• _What to work on_
Word for word, restate every line of the listing that follows.

• _Provided material_
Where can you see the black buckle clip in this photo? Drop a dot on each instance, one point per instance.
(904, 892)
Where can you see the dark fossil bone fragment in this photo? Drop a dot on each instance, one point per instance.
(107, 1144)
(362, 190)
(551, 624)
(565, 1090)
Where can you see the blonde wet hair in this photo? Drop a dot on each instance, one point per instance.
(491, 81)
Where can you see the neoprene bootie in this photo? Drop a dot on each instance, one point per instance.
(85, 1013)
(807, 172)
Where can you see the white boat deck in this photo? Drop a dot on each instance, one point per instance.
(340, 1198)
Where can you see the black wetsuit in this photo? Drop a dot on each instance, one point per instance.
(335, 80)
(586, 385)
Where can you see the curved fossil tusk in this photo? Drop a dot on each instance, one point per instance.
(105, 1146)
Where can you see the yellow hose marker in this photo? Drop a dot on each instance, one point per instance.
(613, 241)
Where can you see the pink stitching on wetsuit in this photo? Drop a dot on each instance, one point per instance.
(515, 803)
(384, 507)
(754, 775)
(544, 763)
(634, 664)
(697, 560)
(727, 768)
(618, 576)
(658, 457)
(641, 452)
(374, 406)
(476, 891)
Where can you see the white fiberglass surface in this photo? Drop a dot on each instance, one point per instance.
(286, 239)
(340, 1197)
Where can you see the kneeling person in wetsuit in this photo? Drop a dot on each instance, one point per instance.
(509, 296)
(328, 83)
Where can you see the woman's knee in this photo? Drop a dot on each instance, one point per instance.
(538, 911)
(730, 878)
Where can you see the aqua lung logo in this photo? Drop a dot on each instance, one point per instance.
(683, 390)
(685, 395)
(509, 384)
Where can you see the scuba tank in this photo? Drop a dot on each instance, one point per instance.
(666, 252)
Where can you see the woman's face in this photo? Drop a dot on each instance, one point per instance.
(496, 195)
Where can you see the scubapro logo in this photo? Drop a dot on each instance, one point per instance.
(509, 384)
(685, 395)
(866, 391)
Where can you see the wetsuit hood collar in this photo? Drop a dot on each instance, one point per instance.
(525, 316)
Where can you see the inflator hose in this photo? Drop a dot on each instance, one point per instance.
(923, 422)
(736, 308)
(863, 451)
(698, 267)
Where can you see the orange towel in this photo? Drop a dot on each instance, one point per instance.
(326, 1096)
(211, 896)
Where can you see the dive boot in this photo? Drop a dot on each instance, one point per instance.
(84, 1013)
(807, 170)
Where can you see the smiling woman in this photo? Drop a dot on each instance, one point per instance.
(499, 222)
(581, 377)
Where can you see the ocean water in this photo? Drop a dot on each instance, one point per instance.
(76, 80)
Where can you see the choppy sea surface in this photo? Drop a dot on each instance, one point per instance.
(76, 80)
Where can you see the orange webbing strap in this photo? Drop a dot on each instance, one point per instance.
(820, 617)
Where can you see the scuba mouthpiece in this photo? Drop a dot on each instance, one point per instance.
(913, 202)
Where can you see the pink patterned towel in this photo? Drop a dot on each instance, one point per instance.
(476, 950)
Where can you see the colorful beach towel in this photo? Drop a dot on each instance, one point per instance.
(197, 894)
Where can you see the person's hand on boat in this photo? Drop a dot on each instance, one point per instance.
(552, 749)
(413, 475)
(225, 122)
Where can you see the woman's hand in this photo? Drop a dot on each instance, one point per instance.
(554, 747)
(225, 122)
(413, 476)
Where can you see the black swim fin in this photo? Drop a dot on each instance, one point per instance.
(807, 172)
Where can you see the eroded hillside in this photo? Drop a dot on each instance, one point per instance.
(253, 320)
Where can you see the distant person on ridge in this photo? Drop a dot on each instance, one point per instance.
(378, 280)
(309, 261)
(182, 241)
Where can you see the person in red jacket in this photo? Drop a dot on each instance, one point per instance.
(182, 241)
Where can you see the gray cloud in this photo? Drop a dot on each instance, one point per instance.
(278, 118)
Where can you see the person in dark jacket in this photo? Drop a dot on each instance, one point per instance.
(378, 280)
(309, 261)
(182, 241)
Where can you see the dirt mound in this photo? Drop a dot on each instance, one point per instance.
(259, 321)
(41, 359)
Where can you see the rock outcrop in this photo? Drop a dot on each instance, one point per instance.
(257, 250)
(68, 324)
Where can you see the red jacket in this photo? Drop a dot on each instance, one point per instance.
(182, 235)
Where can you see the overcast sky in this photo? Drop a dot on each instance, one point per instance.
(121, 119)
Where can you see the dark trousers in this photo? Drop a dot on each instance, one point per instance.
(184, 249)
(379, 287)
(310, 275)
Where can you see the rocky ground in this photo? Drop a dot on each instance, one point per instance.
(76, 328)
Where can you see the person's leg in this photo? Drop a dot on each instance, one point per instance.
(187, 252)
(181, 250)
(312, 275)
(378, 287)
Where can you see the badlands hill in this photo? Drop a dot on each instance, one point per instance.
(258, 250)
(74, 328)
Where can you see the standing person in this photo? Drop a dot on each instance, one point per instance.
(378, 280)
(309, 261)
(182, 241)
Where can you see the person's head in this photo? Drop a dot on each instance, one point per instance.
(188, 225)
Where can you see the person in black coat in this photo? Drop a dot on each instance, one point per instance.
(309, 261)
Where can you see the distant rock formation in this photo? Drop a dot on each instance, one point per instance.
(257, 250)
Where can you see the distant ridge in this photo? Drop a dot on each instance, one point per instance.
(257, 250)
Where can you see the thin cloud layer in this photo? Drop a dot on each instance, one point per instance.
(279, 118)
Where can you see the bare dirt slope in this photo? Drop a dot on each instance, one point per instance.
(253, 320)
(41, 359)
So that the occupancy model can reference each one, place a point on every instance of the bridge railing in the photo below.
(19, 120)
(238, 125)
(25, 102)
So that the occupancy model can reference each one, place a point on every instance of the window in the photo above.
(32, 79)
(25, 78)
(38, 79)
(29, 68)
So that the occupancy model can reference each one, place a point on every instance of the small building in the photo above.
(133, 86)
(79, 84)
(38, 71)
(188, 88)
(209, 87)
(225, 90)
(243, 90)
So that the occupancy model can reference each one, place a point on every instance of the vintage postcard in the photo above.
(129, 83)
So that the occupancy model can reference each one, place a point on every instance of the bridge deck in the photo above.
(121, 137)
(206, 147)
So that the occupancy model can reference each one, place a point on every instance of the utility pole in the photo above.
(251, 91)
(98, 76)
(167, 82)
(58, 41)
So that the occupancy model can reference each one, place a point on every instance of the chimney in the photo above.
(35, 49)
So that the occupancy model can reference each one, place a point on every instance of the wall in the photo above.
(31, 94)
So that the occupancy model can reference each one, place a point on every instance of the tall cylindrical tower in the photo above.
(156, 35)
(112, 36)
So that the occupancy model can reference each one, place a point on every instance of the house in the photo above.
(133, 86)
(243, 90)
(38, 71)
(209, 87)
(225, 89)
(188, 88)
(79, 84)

• _Finished exercise_
Where can you see the black buckle clip in this photo? Drop a dot on each instance, one point per instance.
(904, 892)
Where can you see the dark fossil bone fragment in this photo? Drop a dot on each instance, one point per instance.
(107, 1144)
(362, 190)
(551, 624)
(565, 1090)
Where can you see the blonde wet hair in this photo? Drop a dot on each instance, one point per instance.
(491, 81)
Where can you see the neoprene bootie in this photo? Drop a dot on each instance, one point per instance.
(85, 1013)
(807, 172)
Where can you see the white boat deck in this photo? Drop a dot on each instance, one point per instance.
(340, 1198)
Where can you see the black wetsuit in this photo? Drop a dot on each instance, one point per instance.
(335, 80)
(586, 385)
Where can you see the curved fossil tusk in this photo? Drop a dot on each instance, one point per instance.
(105, 1146)
Where can you see the yellow hose marker in this photo? Drop a dot on each instance, one point per instance.
(613, 241)
Where can you see the pink stitching on wetsuit in this photo? Drop a dot on each instance, one point per instance.
(515, 803)
(384, 507)
(754, 775)
(544, 763)
(634, 664)
(697, 560)
(727, 768)
(618, 576)
(658, 457)
(641, 452)
(374, 406)
(476, 891)
Where can you see the white fiberglass surface in this photo? Drop a dot on each instance, one point per instance.
(286, 239)
(340, 1197)
Where can you see the kneeling person in wetsuit in this photo? Drop a dot on each instance, one point per instance.
(509, 296)
(328, 83)
Where can you see the woman's knee in this photo? Drop a dot on each instance, one point per instance.
(538, 911)
(730, 878)
Where can you see the aqua lung logo in this photo? Drop a dot on each instance, one point per instance.
(683, 390)
(685, 395)
(509, 384)
Where can you see the scuba tank in this photo? Drop a dot on each instance, one point per instance.
(666, 252)
Where can you see the woman's face in this photo? Drop a dot on each instance, one point per instance.
(496, 195)
Where can you see the scubapro logo in this photo? Drop a dot on each instance, one point per instance.
(509, 384)
(685, 395)
(866, 391)
Where can you see the wetsuit hood collar in this photo? Drop a dot on each instance, one point per instance.
(525, 316)
Where can you see the inflator hose in this photo? Drop a dot on each instance, one point per instance.
(923, 422)
(736, 308)
(863, 451)
(698, 267)
Where can you see the orange towel in this photo? Drop a dot on each instance, one point per instance.
(326, 1096)
(211, 896)
Where can you see the dive boot in this photo? Drop a dot on each instance, one point per instance.
(84, 1013)
(807, 170)
Where can you see the smiling woman in this photo? Drop a dot on each instance, one point per instance.
(499, 222)
(581, 377)
Where can you see the ocean water in this photo? Drop a dot on each instance, one point per instance.
(76, 80)
Where can you see the choppy sea surface in this photo? Drop a dot on each instance, one point per instance.
(76, 80)
Where can you see the orange webbing strap in this photo? Drop a dot on each instance, one point per instance.
(820, 617)
Where can you see the scuba mouthpiece in this photo? Drop a dot on each instance, one point per instance.
(913, 202)
Where can you see the pink patterned towel in this photo? Drop a dot on each instance, one point per instance.
(476, 950)
Where can you see the colorful beach towel in this photo? Drop a dot on each instance, one point per instance.
(197, 894)
Where can you see the person's hand on boat in this photo? Drop a dot on each instance, one point per instance.
(552, 749)
(413, 475)
(225, 122)
Where can you see the woman's hand in this photo? Drop a dot on each instance, one point per instance.
(554, 747)
(225, 122)
(413, 476)
Where can you see the black swim fin in this photo? Drop a dot on each instance, one point per instance.
(807, 172)
Where can you see the eroded hillside in this photo? Drop a dot on each instance, one point per instance.
(253, 320)
Where can you see the distant person on ridge in this photo? Drop a dot on each instance, one point per instance.
(378, 280)
(309, 261)
(182, 241)
Where can you see the person in red jacket in this photo? Drop a dot on each instance, one point per instance.
(182, 241)
Where can you see the gray cloud in this photo? Drop a dot on each instance, one point per instance.
(278, 118)
Where can you see the person in dark jacket in this photo? Drop a dot on each instance, one point per instance.
(378, 280)
(309, 261)
(182, 241)
Where can you see the dirt mound in this photo? Drop a dot on each instance, one point per instance.
(259, 321)
(41, 359)
Where can you see the rock outcrop in this photo? Drop a dot on each instance, one point per instance.
(257, 250)
(68, 324)
Where can you see the red jacket in this photo? Drop a dot on each instance, one point per instance.
(182, 235)
Where can you see the overcast sky in this photo? Drop a dot on each instance, one point per instance.
(121, 119)
Where can you see the dark trousers in this photo? Drop a dot on each instance, one point per instance.
(184, 249)
(379, 287)
(310, 275)
Where can you see the rocky ground in this photo? Drop a dot on each instance, one point per instance.
(76, 328)
Where can you see the person's leg in this photo? Drop a dot on each instance, one point per instance.
(187, 252)
(181, 250)
(312, 275)
(378, 287)
Where can you see the badlands hill in this photo? Drop a dot on each instance, one point per instance.
(258, 250)
(74, 328)
Where can you see the standing person in this photo? Drop a dot on each instance, one point per instance.
(378, 280)
(309, 261)
(182, 241)
Where can you see the person's head in this photo? Drop a dot on each instance, one point per instance.
(188, 225)
Where can you see the person in black coat in this photo? Drop a dot on each instance, one point per instance.
(309, 261)
Where can you see the distant rock formation in this photo? Drop a dot on each instance, one point per instance.
(257, 250)
Where can you see the distant ridge in this photo? Drop a dot on each instance, one point per instance.
(257, 250)
Where can you see the thin cloud layer in this photo? Drop a dot on each instance, one point per instance.
(279, 118)
Where can you see the bare dirt slope in this photo? Drop a dot on each instance, one point per instance.
(253, 320)
(41, 359)
So that the occupancy model can reference each one, place a point on every instance of the bridge railing in the photo below.
(19, 120)
(238, 125)
(25, 102)
So that the occupancy model can reference each one, place a point on every instance of the window in the photo above.
(32, 79)
(25, 78)
(38, 79)
(29, 68)
So that the occupancy model can reference each one, place a point on every instance of the small building in the photo above.
(133, 86)
(79, 84)
(38, 71)
(188, 88)
(209, 87)
(225, 90)
(243, 90)
So that the occupancy model can reference each one, place a point on every instance of the vintage postcard in the photo above.
(129, 83)
So that the occupancy model can reference each one, place a point on every instance of the bridge deck in the photo above.
(121, 137)
(206, 147)
So that the occupancy model can reference each one, place a point on every instance of the utility pole in the photo above.
(251, 91)
(98, 76)
(167, 82)
(58, 41)
So that the occupancy model can reference each one, place a point on every instance of the chimney in the photo above.
(35, 49)
So that the occupancy model can reference each one, place a point on every instance of the wall in the photo above.
(31, 94)
So that the occupancy model can reference each one, place a point on every instance of the tall cylindrical tower in the photo above.
(156, 35)
(112, 36)
So that the occupancy model can reference each one, place a point on every instance of the house in the photo above.
(133, 86)
(243, 90)
(38, 71)
(209, 87)
(225, 89)
(188, 88)
(79, 84)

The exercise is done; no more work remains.